▶ _What to produce_:
Will you give every entry again exactly as it stands?

▶ _Input rows_:

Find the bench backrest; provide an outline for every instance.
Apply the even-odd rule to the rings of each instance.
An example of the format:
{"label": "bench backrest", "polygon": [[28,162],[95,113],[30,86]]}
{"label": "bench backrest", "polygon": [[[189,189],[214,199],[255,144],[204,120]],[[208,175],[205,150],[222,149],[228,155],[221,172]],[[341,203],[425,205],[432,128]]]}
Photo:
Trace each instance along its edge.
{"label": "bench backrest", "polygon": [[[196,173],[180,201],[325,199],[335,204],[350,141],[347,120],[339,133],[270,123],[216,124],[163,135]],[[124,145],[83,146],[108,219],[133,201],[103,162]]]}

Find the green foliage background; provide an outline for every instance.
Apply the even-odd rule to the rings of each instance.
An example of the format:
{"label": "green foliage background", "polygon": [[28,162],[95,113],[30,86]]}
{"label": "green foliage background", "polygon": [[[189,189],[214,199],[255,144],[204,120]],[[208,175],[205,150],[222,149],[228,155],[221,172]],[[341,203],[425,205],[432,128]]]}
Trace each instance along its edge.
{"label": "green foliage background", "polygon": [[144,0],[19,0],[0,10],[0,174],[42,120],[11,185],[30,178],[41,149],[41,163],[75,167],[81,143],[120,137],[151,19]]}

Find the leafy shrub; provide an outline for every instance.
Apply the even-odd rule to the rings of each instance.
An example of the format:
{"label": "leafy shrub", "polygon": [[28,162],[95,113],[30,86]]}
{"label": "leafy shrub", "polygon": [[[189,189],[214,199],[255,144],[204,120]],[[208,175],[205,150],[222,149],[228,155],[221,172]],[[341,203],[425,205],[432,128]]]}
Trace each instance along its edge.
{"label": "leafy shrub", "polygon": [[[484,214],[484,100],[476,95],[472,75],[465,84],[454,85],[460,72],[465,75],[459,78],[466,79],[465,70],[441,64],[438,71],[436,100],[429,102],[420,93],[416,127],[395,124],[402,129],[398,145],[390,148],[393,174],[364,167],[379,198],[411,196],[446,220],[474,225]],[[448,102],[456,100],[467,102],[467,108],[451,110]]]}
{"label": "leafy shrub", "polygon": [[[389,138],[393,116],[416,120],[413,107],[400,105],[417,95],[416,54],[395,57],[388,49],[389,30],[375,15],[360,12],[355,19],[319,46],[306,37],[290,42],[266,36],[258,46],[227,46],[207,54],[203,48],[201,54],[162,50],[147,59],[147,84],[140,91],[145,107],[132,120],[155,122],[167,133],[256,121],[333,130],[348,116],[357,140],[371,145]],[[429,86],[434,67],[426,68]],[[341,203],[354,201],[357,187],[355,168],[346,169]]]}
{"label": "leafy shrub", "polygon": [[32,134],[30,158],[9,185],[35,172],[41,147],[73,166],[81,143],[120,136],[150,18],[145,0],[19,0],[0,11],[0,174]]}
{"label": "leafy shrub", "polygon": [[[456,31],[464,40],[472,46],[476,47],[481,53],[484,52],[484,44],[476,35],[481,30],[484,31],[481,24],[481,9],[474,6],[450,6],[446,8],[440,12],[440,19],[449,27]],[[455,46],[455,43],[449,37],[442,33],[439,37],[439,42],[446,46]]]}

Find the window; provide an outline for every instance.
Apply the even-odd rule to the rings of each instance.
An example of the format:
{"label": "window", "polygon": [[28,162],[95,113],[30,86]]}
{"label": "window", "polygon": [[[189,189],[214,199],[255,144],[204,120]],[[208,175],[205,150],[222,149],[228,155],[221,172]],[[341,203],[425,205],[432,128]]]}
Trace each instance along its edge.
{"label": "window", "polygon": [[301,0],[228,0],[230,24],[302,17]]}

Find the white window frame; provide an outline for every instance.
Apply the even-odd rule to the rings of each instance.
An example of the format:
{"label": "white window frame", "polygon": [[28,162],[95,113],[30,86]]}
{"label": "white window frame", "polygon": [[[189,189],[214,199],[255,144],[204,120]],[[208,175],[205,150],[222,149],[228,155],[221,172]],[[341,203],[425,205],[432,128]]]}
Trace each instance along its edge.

▶ _The response_:
Find the bench backrest; provide an outline for every instance.
Apply the even-odd rule to the rings of each instance.
An example of the format:
{"label": "bench backrest", "polygon": [[28,162],[95,113],[30,86]]}
{"label": "bench backrest", "polygon": [[[189,189],[214,199],[255,144],[204,120]],[[208,175],[205,150],[222,149],[228,155],[221,172]],[[341,203],[425,205],[432,128]]]}
Photo:
Trace each instance along its edge.
{"label": "bench backrest", "polygon": [[[196,173],[180,201],[325,199],[335,204],[350,141],[347,120],[339,133],[270,123],[216,124],[163,135]],[[124,145],[83,146],[108,219],[133,201],[103,162]]]}

Find the green foliage background; provide an outline for every instance.
Apply the even-odd rule to the rings of each instance.
An example of the format:
{"label": "green foliage background", "polygon": [[28,162],[95,113],[30,86]]}
{"label": "green foliage background", "polygon": [[[189,189],[214,199],[255,144],[204,120]],[[208,175],[205,150],[222,149],[228,155],[221,172]],[[341,203],[425,205],[432,128]]]}
Trace each instance along its edge.
{"label": "green foliage background", "polygon": [[144,0],[19,0],[0,10],[0,174],[42,120],[11,185],[30,178],[41,149],[41,163],[75,167],[81,143],[120,137],[151,19]]}

Find the leafy shrub; provide an outline for every instance.
Apply the even-odd rule to the rings of each instance.
An example of the format:
{"label": "leafy shrub", "polygon": [[28,162],[95,113],[30,86]]}
{"label": "leafy shrub", "polygon": [[[189,189],[214,199],[255,144],[204,120]],[[208,175],[205,150],[222,149],[228,155],[221,172]],[[341,203],[425,205],[432,128]]]}
Trace each instance along its edge.
{"label": "leafy shrub", "polygon": [[[484,214],[484,100],[476,95],[472,75],[465,84],[454,85],[460,72],[465,75],[459,78],[466,79],[465,70],[441,64],[438,71],[436,100],[429,102],[420,93],[416,127],[395,124],[402,129],[398,145],[390,148],[393,174],[364,167],[379,198],[411,196],[446,220],[474,225]],[[448,102],[456,100],[467,102],[467,108],[451,110]]]}
{"label": "leafy shrub", "polygon": [[[389,138],[393,116],[416,120],[413,107],[400,105],[417,95],[416,54],[395,57],[388,49],[389,30],[375,15],[360,12],[355,19],[319,46],[306,37],[290,42],[266,36],[258,46],[227,46],[207,54],[203,48],[201,54],[162,50],[147,59],[147,84],[140,91],[145,107],[132,120],[155,122],[167,133],[256,121],[333,130],[348,116],[357,140],[371,145]],[[429,86],[434,67],[426,68]],[[341,203],[354,201],[357,187],[355,168],[346,169]]]}
{"label": "leafy shrub", "polygon": [[32,134],[30,158],[9,185],[35,172],[41,147],[73,166],[81,143],[120,136],[150,18],[145,0],[19,0],[0,11],[0,174]]}
{"label": "leafy shrub", "polygon": [[[456,31],[464,40],[472,46],[476,47],[481,53],[484,52],[484,44],[476,35],[481,30],[484,31],[481,24],[481,9],[474,6],[450,6],[446,8],[440,12],[440,19],[449,27]],[[455,46],[455,43],[449,37],[442,33],[439,37],[439,42],[446,46]]]}

Find the window; provide an outline for every instance.
Apply the even-odd rule to the rings of each instance.
An example of the format:
{"label": "window", "polygon": [[28,162],[95,113],[30,86]]}
{"label": "window", "polygon": [[[189,189],[214,199],[255,144],[204,120]],[[208,175],[205,150],[222,149],[228,155],[221,172]],[[341,203],[425,205],[432,128]]]}
Trace each instance along its edge.
{"label": "window", "polygon": [[301,0],[228,0],[230,24],[302,17]]}

Find the white window frame; provide an outline for every instance.
Apply the even-odd rule to the rings of each instance.
An example of the format:
{"label": "white window frame", "polygon": [[28,162],[95,113],[30,86]]}
{"label": "white window frame", "polygon": [[[189,189],[214,199],[255,144],[204,120]],[[208,175],[205,150],[222,149],[228,155],[221,172]],[[341,203],[425,205],[432,128]]]}
Trace each instance along its edge.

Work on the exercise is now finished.